Consigne:
Écrivez la suite du texte sur le retour aux cheveux naturels, à partir de sa dernière phrase.

Extrait du texte:
——————————

Avec une amie on s’est fait une promesse de s’encourager mutuellement et de maintenir notre décision. Malheureusement cela n’a pas duré : 6 mois après, je revenais aux produits chimiques. Je n’ai pas réussi à tenir, car je ne trouvais pas ou peu de produits capillaires qui répondaient à mes attentes, ainsi que très peu d’alternatives pour les coiffures. Je n’étais peut-être pas suffisamment forte à l’époque pour affronter ses petites contraintes. Les  années suivantes, je défrisais mes cheveux, et portais des tissages et autres extensions… Pour enfin revenir à cette volonté de retour au naturel qui n’avait cessé de me trotter dans la tête malgré tout. – Christelle, Paris

Les promesses amicales soutenant que le fait de me défriser mes cheveux serait bien mieux que d’arborer cette « coupe afro négligée », me poussaient à l’erreur! Et la descente aux enfers capillaires se poursuivait avec la pose d’un tissage lisse, type carré plongeant : « ah oui, c’est bien mieux, t’es plus belle comme ça ! » Constatait l’amie criminelle.

Mais je n’étais pas convaincue, et je regrettais mon – notre ? – geste. J’en ai fait et en fais encore des cauchemars – qu’on me défrise les cheveux de force ! – d’autant plus, que mon cuir chevelu n’a pas supporté cette manip’ de plus et j’ai été sujette à une belle alopécie.

——————————

Enregistrements provenant d'une source de données:
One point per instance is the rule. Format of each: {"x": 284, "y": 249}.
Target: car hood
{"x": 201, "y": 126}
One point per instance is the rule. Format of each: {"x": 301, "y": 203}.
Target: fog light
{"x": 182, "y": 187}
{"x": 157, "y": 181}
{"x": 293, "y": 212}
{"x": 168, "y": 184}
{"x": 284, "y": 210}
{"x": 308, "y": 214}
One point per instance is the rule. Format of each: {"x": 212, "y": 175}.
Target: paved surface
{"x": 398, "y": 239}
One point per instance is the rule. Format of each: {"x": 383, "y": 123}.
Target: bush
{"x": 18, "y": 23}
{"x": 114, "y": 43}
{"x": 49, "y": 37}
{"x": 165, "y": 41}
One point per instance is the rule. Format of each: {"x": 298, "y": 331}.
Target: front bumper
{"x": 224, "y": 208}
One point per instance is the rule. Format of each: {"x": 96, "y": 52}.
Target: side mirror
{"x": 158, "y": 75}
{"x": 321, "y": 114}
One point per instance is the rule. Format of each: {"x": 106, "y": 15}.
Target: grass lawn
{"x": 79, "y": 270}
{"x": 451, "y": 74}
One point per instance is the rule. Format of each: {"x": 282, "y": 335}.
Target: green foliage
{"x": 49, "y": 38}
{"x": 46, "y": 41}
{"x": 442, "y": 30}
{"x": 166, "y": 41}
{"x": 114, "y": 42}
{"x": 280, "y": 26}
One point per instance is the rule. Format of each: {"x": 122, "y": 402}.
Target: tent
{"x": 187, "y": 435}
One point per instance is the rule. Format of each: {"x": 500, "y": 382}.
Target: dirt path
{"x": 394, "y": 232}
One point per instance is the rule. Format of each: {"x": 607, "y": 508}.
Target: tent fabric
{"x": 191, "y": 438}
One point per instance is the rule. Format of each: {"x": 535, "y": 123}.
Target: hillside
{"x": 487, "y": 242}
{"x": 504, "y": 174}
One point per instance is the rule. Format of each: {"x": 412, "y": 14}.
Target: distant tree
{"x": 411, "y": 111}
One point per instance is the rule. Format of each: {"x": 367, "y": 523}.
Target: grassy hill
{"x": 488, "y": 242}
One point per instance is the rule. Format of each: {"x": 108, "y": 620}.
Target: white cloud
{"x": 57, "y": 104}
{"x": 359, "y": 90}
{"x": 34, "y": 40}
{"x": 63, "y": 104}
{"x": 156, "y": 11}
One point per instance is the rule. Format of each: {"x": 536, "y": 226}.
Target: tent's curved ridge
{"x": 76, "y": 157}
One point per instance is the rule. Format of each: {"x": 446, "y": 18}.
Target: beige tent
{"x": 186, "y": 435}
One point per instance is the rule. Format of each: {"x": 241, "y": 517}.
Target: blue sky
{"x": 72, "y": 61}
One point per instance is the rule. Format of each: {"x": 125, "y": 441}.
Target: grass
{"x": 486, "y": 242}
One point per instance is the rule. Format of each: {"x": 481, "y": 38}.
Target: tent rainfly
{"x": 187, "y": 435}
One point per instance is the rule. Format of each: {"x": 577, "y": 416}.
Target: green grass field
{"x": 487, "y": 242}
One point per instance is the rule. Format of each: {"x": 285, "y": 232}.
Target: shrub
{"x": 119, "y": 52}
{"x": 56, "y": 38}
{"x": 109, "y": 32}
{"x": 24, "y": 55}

——————————

Réponse rédigée:
Je me suis faite la promesse de ne plus toucher au défrisant, et ce même en cas de grands découragements capillaires.

S’en sont suivies de longues minutes à brûler mes cheveux avec le fer à lisser ainsi que des tonnes de tissages : courts, longs, très courts, noir, bordeaux, marron clair, … De nombreuses matinées à courir à Strasbourg Saint-Denis, un foulard ou un bonnet sur la tête, par peur d’être en retard et d’avoir à attendre que ma coiffeuse agréée finisse de coiffer les plus matinales. S’en sont suivis de nombreux moments d’incertitudes doublés d’une certaine anxiété, sur le choix de la prochaine coiffure, juste après avoir retiré le précédent tissage, tel un masque de carnaval. Oui, s’en sont suivis de grands moments de stress à croiser les doigts pour que ma coiffeuse puisse me coiffer tel jour et à telle heure, mais aussi à éviter tous les racoleurs du boulevard de Strasbourg comme on évite les obstacles dans un jeu vidéo !

Ce stress cachait une crainte permanente : la crainte de révéler – à nouveau – mes vrais cheveux au yeux de tous, la crainte qu’il-s ne me trouve-nt pas belle, la crainte de ne plus respecter les codes de beauté et d’être exclue sur le plan esthétique.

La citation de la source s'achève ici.